== THE EXERCISE ==
Copy out every one of the records below, keeping each line word for word.

== Dataset records on object locations ==
###

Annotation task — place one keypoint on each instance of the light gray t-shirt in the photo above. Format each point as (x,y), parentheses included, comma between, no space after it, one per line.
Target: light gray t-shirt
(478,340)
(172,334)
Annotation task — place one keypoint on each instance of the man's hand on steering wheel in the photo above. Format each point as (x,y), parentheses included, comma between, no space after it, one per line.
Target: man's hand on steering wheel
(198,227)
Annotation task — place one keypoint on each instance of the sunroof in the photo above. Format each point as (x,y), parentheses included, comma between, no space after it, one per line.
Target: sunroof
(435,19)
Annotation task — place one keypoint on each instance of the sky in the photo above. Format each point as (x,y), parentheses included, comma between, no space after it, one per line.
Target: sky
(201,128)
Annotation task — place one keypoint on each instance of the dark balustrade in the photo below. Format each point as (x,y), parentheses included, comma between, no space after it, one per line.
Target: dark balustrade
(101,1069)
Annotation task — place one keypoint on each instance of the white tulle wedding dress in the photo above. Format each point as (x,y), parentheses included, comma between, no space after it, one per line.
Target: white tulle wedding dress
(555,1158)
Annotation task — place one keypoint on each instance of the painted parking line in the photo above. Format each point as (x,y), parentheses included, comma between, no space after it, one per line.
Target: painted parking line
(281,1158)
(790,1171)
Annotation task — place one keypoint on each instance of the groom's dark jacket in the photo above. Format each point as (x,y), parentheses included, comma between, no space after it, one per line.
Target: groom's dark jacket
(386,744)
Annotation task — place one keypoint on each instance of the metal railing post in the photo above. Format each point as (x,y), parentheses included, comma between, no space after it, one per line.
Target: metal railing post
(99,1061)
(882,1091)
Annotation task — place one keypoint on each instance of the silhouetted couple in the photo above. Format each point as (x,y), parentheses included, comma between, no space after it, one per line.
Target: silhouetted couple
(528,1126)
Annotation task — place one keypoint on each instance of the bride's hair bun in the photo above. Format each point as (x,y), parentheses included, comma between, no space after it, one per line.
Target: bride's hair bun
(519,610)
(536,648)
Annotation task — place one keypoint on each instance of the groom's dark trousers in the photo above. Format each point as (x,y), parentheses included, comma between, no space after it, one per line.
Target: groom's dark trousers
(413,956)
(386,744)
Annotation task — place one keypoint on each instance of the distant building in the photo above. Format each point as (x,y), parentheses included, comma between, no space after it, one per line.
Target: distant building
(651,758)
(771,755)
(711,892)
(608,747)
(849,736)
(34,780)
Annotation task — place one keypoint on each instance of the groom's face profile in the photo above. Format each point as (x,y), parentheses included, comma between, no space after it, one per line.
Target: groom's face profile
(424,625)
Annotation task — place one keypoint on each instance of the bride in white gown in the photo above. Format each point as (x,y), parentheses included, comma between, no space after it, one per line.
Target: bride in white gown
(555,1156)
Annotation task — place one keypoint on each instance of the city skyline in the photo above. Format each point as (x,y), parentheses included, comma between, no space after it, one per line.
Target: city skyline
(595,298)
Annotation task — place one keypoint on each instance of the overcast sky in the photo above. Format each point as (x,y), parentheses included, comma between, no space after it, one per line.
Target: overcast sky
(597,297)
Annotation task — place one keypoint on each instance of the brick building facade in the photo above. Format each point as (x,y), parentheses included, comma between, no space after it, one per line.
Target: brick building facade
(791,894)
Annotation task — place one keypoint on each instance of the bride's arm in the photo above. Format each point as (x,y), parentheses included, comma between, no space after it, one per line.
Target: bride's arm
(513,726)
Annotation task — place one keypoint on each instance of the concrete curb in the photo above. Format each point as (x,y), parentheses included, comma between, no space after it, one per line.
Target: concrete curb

###

== CORRECT RESPONSE ==
Annotation task — place one keypoint on each instance of the light gray t-shirt in the photo above. Format each point as (x,y), parentheses included, comma between, no space after it, one per line.
Target: light gray t-shirt
(478,340)
(172,334)
Annotation task — place one keypoint on each instance of the man's hand on steering wheel in the photo above. Format each point as (x,y), parentheses included, comma between, no space after it, one per line.
Target: man's hand on steering wheel
(198,227)
Annotation task — place one keypoint on each instance of the sunroof in the photo above. Format each point as (x,y), parentheses included, comma between, no space after it, one per line.
Target: sunroof
(435,19)
Annotation task — place one keypoint on each instance of the sky in the photo above. Format each point as (x,y), parentheses included, comma between, no space after it, one per line.
Target: sky
(201,128)
Annotation task — place one keypoint on each instance of the dark balustrade in the photo below. Format each point as (x,y), parentheses included, comma between, no space after it, one per line.
Target: dark balustrade
(101,1069)
Annotation task — place one keypoint on each instance of the white tulle wedding dress in the photo above. Format each point as (x,y), parentheses included, comma between, no space after it, one per line.
Target: white tulle wedding dress
(555,1158)
Annotation task — place one keypoint on each instance of the painted parking line in the photo above. Format each point as (x,y), parentheses included, comma between, no space after it, one per line.
Target: painted parking line
(281,1158)
(790,1171)
Annotation task — place one keypoint on each instance of the groom's dark jacket in the photo above. Format each point as (x,y), parentheses included, comma between, no space after it, one per line.
Target: groom's dark jacket
(386,744)
Annotation task — place one keypoint on each instance of the metal railing post in the photo above. Format each point as (x,y), parentheses included, comma between, no space after it, one per line.
Target: metal railing post
(99,1061)
(882,1091)
Annotation task — place one keypoint on each instance of the silhouetted couple in the photo above. Format each point as (x,y), parentheses included, comma between, no space after it, one per line.
Target: silhouetted couple
(528,1126)
Annotation task — place one keypoint on each instance of the bride's hair bun in the photo above. Format each point as (x,y), parentheses included, comma between, no space after it, one per line.
Target: bride's hair bun
(519,610)
(536,648)
Annotation task — place one keypoint on each instance of the groom's dark trousers in the photo above. Format each point as (x,y), parentheses included, comma between, no space after it, one per line.
Target: groom's dark trousers
(413,956)
(386,744)
Annotation task — place one keypoint on each instance of the distant building in the photo above. Format each point as (x,y), parentheses included, comma between, no space after it, one per line.
Target: distant building
(651,758)
(771,755)
(711,892)
(608,747)
(849,736)
(34,780)
Annotation task — place one keypoint on each instance of the groom's face profile in the photo above. Format each point as (x,y), parentheses included, comma between, no space after it, one per line.
Target: groom's face profile
(424,625)
Annotation task — place one keypoint on each instance of the bride in white gown in the photo above. Format each point as (x,y), parentheses included, comma between, no space after it, one per line.
Target: bride in white gown
(555,1156)
Annotation task — place one keypoint on each instance of the city skyline in the photo above. Format each point as (x,y), parentheses included, comma between, no space after it, one per line.
Target: city skyline
(595,298)
Annotation task — place one keypoint on each instance of the overcast sky in the photo above. Format each point as (x,y), parentheses included, comma between, no space after it, one per line.
Target: overcast sky
(597,297)
Annotation task — place one keypoint on each instance of the brick building facade in the photo above. Format each point as (x,y), parentheses included, comma between, no space after it, one per line.
Target: brick building facade
(791,894)
Annotation task — place one keypoint on each instance of the bride's arm in the photo above. Format each point as (x,y), parentheses included, comma between, no space after it, one per line.
Target: bride's arm
(513,726)
Annotation task — place one keypoint on each instance of the concrete curb in the photo above. Format each point as (x,y), parentheses included, comma between, no space after it, one per line.
Target: concrete curb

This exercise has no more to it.